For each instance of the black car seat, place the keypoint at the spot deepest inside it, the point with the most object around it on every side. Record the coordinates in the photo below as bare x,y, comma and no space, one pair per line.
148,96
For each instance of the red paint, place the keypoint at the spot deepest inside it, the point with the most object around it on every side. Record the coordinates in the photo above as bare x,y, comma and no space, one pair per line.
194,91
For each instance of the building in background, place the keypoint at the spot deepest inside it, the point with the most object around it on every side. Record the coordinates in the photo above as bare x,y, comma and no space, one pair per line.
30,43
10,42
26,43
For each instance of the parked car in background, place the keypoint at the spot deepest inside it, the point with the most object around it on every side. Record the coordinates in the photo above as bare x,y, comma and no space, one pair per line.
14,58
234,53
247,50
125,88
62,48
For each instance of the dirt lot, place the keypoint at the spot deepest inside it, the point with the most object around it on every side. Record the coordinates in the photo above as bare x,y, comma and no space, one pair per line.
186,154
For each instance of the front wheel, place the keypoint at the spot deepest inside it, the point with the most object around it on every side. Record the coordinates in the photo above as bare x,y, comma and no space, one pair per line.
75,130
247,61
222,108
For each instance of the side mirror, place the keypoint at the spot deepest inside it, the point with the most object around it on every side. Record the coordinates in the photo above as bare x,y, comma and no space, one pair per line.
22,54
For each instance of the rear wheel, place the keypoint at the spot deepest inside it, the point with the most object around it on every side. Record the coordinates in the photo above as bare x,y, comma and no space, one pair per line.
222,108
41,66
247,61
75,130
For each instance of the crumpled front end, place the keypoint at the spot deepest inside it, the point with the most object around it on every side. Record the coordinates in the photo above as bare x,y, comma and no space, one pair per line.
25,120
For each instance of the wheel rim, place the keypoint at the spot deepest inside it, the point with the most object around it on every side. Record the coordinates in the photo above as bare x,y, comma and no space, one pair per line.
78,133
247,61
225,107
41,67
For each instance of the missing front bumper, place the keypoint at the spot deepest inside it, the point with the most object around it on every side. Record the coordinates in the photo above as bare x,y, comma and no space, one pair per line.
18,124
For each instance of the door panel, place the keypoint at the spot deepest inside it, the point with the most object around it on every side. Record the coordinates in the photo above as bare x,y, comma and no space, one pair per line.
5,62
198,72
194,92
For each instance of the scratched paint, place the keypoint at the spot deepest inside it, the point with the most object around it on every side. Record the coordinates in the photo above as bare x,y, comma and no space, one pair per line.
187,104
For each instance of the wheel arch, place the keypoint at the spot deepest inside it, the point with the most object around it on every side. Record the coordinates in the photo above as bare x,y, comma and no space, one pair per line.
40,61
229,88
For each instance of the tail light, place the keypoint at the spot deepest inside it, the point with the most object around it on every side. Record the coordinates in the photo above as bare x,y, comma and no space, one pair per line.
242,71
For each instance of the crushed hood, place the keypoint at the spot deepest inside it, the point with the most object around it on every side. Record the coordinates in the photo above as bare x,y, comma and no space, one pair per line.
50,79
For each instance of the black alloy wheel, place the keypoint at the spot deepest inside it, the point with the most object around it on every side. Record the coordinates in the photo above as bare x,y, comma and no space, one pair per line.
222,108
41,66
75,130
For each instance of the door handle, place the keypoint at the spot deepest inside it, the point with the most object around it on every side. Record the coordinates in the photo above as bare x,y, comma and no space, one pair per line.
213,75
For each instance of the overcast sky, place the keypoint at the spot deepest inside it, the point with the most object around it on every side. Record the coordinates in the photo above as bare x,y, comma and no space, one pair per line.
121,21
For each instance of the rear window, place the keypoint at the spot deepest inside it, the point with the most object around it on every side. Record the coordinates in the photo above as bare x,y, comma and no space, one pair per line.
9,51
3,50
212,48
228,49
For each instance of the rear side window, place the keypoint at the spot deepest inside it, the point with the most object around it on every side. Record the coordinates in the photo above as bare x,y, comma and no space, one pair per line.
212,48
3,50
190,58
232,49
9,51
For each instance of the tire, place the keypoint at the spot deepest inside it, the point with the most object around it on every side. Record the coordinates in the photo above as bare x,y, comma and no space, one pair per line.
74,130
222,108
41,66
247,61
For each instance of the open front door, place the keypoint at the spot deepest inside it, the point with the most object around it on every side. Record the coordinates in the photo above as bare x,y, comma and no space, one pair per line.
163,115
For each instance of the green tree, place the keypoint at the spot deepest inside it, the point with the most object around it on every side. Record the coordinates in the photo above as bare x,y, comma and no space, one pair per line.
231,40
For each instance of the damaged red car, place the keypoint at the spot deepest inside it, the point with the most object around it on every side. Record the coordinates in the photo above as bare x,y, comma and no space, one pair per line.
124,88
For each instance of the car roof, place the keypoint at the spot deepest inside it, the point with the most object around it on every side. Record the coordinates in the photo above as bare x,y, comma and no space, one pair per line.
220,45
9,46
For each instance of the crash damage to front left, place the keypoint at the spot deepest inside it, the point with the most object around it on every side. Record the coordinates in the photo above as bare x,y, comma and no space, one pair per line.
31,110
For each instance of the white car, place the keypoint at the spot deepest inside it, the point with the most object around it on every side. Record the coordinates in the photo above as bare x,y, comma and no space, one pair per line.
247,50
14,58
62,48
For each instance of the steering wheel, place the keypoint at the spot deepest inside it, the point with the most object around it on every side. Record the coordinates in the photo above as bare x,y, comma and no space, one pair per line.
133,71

───

▸ Objective:
Set down nothing but the lines from the one with "For each instance of the crash" through the end of the records, keeping each line exactly as written and including both ends.

▸ Right answer:
For each instance of the crash damage to front left, place the keypoint at the spot deepest inside it, the point with the most object around it on every side. Record the coordinates in the photo above as bare x,y, comma and no space, one pair per line.
31,110
For each instance of the white car, place the keypoint at the spot deepest inside it, the point with the most object around it on every side. Record the coordinates in the photo above as bare x,y, comma and no space, one pair per line.
247,50
14,58
62,48
For each instance of the steering wheel, place the keypoint at the spot deepest inside it, the point with the most object around it on every side. Record the coordinates in the photo above as bare x,y, comma and no space, one pair per line.
133,71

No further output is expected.